» **The request**:
Lines before the one containing "teeth -> one" are excluded; retype that line and all remaining lines of the material exactly.

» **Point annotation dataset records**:
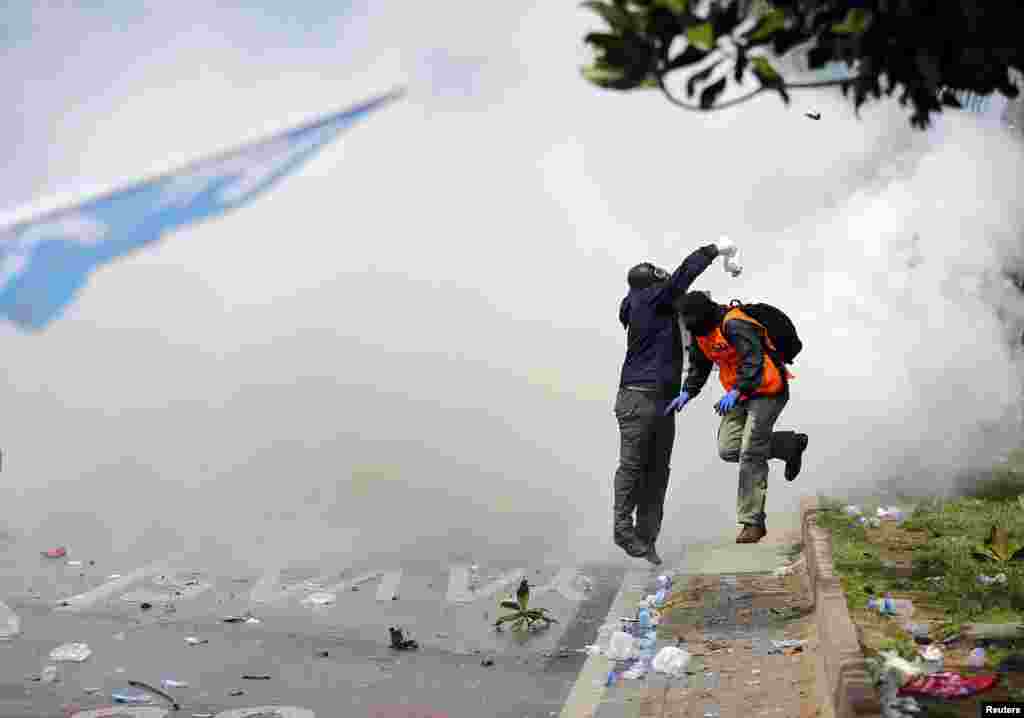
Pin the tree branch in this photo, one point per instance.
(750, 95)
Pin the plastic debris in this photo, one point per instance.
(999, 579)
(948, 685)
(934, 658)
(321, 598)
(622, 646)
(672, 661)
(10, 625)
(399, 642)
(131, 695)
(71, 652)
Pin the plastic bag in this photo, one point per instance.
(623, 646)
(73, 652)
(672, 661)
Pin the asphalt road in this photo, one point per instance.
(334, 660)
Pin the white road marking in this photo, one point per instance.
(588, 691)
(388, 589)
(564, 584)
(104, 591)
(460, 592)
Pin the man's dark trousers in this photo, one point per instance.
(642, 477)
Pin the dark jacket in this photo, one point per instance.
(747, 340)
(654, 347)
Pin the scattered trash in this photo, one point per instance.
(948, 685)
(398, 642)
(321, 598)
(622, 646)
(672, 661)
(934, 658)
(156, 691)
(130, 695)
(888, 605)
(892, 513)
(992, 580)
(787, 644)
(1012, 664)
(10, 625)
(71, 652)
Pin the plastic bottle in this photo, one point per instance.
(10, 625)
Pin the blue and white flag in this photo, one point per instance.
(46, 260)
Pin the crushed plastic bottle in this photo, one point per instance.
(71, 652)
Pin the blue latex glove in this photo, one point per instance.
(677, 404)
(726, 404)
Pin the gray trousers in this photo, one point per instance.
(747, 435)
(646, 438)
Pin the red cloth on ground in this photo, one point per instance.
(948, 685)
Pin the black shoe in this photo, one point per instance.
(793, 466)
(652, 556)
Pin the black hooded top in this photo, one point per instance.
(654, 348)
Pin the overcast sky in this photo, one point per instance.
(417, 336)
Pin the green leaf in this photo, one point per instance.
(701, 36)
(772, 20)
(699, 77)
(691, 55)
(856, 22)
(677, 6)
(603, 77)
(711, 93)
(741, 61)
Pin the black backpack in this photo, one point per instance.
(780, 328)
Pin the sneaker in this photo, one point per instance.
(793, 466)
(751, 534)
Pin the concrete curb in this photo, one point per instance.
(847, 678)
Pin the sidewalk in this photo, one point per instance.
(728, 607)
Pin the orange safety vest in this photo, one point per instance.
(719, 350)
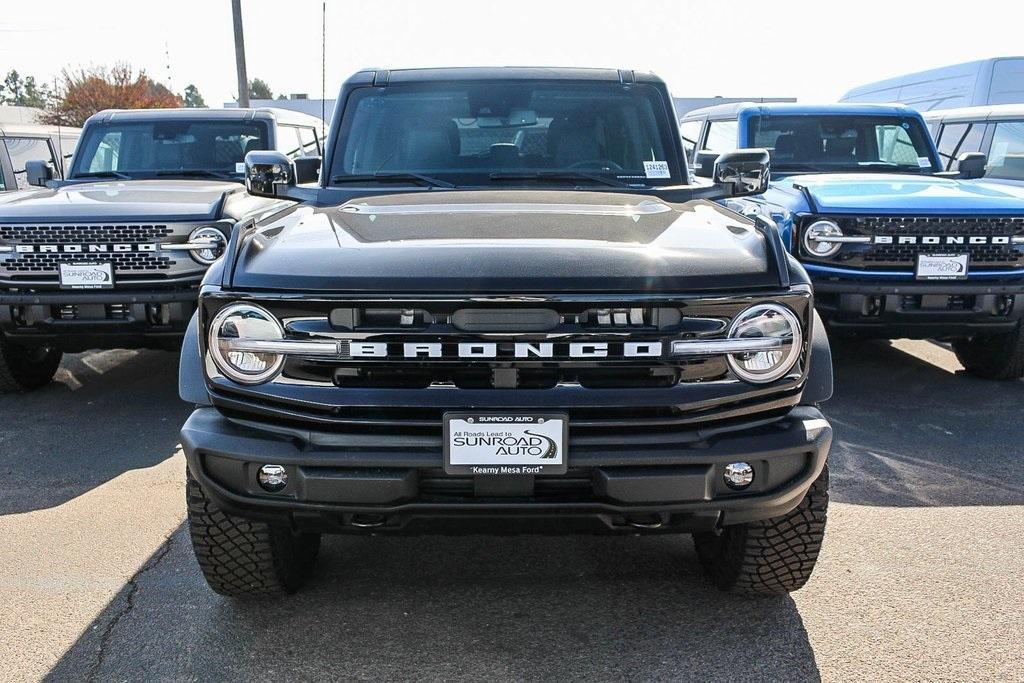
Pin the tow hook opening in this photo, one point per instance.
(368, 520)
(646, 521)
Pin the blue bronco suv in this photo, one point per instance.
(895, 247)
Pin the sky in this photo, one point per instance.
(811, 50)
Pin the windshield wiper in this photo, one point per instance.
(559, 175)
(393, 177)
(198, 173)
(103, 174)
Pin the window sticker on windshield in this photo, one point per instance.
(656, 169)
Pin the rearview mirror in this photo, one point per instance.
(745, 170)
(307, 169)
(268, 173)
(38, 173)
(972, 165)
(704, 164)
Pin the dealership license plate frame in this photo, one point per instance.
(933, 260)
(513, 466)
(70, 275)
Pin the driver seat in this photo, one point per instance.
(571, 140)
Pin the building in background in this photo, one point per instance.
(994, 81)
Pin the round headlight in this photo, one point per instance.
(216, 240)
(821, 228)
(766, 321)
(235, 325)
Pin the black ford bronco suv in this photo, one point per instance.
(113, 256)
(505, 301)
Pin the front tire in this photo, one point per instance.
(993, 356)
(772, 556)
(26, 368)
(240, 557)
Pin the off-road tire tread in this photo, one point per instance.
(772, 556)
(240, 557)
(18, 374)
(994, 356)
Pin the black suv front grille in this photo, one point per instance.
(986, 255)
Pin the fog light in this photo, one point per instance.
(272, 477)
(738, 475)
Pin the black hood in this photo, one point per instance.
(120, 200)
(506, 242)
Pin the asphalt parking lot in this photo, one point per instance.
(920, 578)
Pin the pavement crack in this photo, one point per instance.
(128, 604)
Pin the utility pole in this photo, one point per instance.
(240, 54)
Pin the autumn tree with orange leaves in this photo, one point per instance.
(85, 91)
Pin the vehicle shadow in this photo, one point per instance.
(452, 607)
(912, 431)
(107, 412)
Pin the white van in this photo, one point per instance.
(995, 131)
(995, 81)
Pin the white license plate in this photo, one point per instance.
(942, 266)
(506, 443)
(86, 275)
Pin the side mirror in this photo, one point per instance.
(972, 165)
(266, 171)
(38, 173)
(307, 169)
(745, 170)
(704, 164)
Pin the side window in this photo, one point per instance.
(722, 136)
(690, 132)
(948, 141)
(971, 142)
(895, 145)
(24, 150)
(1007, 156)
(108, 153)
(288, 141)
(307, 138)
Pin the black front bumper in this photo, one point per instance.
(919, 310)
(76, 321)
(350, 482)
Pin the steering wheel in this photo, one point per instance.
(597, 165)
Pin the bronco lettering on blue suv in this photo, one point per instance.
(505, 301)
(113, 256)
(895, 246)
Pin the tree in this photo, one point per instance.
(86, 91)
(258, 89)
(193, 98)
(23, 92)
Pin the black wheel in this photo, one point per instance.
(27, 368)
(242, 557)
(769, 557)
(993, 356)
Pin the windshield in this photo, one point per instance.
(489, 133)
(836, 143)
(134, 150)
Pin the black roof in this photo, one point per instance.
(386, 76)
(195, 114)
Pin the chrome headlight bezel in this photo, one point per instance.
(208, 256)
(790, 354)
(271, 330)
(821, 228)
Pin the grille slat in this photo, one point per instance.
(37, 263)
(903, 255)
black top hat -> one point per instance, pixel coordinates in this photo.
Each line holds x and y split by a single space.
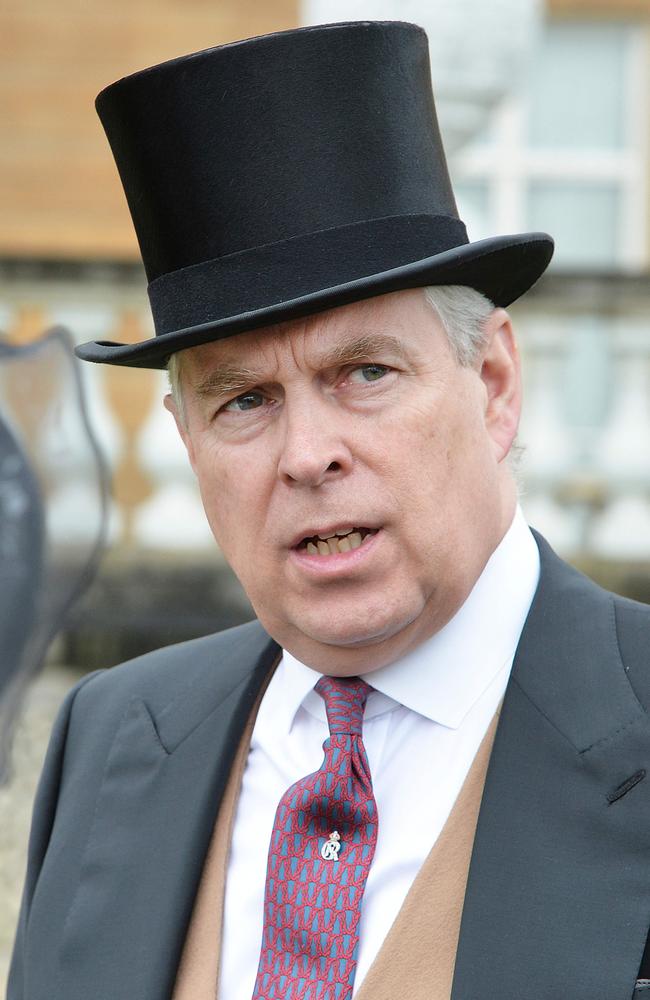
287 174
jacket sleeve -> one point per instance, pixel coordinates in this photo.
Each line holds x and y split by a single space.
45 804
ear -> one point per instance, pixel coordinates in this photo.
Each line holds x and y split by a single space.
501 376
181 426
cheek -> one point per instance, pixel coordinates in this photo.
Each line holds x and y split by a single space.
232 495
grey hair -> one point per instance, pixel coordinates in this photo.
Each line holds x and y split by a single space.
174 376
462 311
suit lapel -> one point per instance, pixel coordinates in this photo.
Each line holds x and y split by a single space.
558 895
161 790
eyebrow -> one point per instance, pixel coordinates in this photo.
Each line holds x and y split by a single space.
224 381
230 379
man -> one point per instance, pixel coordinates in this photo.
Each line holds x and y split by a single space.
346 382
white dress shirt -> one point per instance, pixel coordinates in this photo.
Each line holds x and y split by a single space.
422 727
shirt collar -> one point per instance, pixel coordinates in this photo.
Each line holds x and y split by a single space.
446 674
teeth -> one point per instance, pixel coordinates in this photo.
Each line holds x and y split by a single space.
333 544
337 534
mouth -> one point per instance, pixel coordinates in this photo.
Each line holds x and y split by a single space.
333 543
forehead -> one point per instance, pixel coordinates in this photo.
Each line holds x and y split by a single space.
401 322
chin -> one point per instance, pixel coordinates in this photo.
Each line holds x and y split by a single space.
352 632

» **Written response**:
teeth -> one point per instance, pixel coordinates in this photo.
Each line holds x and y split by a single space.
333 544
337 534
mouth -> one point per instance, pixel coordinates in this photo.
Each line holds x and y split by a single space.
333 543
forehead -> one point per instance, pixel coordinates in this photo.
Each line holds x and y split by a single space.
401 322
chin -> one point per instance, pixel coordinates in this photo.
Each line holds x and y split by a single space.
352 632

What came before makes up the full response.